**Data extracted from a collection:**
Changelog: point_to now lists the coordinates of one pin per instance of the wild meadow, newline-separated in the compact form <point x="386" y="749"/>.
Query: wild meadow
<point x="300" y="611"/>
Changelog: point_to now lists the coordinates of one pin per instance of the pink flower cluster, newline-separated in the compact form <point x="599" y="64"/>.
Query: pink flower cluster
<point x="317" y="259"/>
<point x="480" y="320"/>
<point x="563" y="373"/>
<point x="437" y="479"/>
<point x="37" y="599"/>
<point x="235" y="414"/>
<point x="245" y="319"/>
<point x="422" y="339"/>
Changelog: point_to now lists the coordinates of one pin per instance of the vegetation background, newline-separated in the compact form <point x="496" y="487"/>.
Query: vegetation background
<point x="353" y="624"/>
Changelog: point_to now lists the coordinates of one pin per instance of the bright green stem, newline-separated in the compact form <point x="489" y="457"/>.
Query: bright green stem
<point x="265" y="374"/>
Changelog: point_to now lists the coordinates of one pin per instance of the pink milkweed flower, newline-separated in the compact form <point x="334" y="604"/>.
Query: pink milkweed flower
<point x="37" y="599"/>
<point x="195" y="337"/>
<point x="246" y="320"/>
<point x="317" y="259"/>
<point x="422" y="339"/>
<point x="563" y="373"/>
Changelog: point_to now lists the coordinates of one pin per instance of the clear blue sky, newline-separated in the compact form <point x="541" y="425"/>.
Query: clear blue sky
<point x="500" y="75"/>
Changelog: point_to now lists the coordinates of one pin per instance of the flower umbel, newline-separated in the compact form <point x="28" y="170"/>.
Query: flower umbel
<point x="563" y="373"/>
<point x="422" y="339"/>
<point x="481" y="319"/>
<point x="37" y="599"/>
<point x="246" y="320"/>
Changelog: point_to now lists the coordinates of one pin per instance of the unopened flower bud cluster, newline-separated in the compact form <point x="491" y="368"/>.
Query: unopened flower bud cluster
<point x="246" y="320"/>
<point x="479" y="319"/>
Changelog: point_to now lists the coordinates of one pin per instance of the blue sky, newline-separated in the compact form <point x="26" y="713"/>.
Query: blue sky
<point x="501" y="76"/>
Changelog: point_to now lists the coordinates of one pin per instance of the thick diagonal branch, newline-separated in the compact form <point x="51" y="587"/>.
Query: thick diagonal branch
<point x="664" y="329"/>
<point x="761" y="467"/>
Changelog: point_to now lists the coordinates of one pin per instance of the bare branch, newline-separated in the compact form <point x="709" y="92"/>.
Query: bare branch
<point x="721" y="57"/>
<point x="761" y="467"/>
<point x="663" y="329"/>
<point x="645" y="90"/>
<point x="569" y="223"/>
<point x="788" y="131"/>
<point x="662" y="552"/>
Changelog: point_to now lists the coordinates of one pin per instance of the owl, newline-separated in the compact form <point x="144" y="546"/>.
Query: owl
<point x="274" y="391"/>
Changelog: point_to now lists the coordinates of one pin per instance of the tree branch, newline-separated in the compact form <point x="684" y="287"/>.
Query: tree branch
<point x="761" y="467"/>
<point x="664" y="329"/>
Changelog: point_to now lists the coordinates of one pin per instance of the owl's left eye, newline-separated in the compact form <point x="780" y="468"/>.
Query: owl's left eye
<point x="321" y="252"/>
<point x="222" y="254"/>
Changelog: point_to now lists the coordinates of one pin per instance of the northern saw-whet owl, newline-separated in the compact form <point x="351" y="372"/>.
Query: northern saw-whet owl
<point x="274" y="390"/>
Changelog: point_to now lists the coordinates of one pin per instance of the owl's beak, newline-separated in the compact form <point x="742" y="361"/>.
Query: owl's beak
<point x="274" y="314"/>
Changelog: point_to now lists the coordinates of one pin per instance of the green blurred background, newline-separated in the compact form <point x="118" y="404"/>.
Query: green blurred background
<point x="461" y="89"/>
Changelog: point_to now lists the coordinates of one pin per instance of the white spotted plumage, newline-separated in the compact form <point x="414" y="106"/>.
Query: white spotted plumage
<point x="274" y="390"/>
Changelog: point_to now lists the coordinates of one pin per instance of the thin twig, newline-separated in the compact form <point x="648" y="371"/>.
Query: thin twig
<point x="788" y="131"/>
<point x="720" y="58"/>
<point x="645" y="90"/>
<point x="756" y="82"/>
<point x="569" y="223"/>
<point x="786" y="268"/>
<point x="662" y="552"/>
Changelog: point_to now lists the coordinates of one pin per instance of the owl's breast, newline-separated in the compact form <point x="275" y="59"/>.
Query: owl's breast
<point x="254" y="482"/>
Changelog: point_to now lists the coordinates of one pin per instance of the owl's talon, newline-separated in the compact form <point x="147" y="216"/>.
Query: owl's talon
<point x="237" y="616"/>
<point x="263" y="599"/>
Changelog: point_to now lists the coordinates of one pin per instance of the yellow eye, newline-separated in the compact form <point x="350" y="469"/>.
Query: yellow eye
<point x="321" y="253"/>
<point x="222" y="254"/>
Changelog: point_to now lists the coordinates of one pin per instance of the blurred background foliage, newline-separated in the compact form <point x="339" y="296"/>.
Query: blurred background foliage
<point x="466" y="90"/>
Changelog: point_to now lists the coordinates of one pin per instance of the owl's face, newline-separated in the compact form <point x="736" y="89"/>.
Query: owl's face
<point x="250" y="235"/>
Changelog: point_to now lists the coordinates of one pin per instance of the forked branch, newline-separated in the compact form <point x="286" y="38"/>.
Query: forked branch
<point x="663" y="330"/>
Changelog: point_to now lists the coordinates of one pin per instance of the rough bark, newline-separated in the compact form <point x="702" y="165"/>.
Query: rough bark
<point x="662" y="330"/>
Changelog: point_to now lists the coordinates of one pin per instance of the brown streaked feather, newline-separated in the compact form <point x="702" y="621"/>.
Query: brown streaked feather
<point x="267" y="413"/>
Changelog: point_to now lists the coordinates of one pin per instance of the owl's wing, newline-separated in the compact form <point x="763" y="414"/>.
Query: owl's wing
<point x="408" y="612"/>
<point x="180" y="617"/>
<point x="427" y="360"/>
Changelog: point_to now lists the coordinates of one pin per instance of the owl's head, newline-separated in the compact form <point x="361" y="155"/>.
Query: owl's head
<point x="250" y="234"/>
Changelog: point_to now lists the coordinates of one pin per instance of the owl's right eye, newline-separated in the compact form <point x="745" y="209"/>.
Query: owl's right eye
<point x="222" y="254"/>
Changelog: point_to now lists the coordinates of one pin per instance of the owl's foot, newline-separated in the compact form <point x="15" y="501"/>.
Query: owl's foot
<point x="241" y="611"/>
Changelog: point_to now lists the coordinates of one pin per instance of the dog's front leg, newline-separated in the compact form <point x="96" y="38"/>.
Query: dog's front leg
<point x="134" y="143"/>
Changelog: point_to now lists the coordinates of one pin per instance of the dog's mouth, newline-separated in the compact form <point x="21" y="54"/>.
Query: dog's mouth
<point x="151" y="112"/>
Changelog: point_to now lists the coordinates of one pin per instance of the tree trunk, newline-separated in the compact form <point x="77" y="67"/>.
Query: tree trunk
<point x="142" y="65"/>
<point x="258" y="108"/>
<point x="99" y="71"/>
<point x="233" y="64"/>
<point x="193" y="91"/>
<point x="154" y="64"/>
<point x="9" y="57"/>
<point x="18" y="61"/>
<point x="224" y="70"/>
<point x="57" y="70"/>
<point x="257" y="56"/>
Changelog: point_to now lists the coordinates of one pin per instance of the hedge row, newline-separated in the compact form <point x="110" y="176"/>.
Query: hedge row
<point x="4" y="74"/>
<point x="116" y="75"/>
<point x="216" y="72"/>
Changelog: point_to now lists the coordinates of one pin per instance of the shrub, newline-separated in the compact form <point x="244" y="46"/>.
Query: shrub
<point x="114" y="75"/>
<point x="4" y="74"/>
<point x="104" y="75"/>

**TASK TO COMPLETE:**
Would you give again, word for word, every line from the one with "of the hedge" through the final line of the listing above?

**SOLUTION TO THIS EXERCISE:**
Changelog: point_to now lists the coordinates of one pin per instance of the hedge row, newline-separated in the compact form <point x="110" y="176"/>.
Query: hedge row
<point x="4" y="74"/>
<point x="116" y="75"/>
<point x="216" y="72"/>
Changelog: point_to now lists the coordinates of one pin per instance of the shrub, newline-separated in the compact form <point x="244" y="46"/>.
Query: shrub
<point x="114" y="75"/>
<point x="4" y="74"/>
<point x="104" y="75"/>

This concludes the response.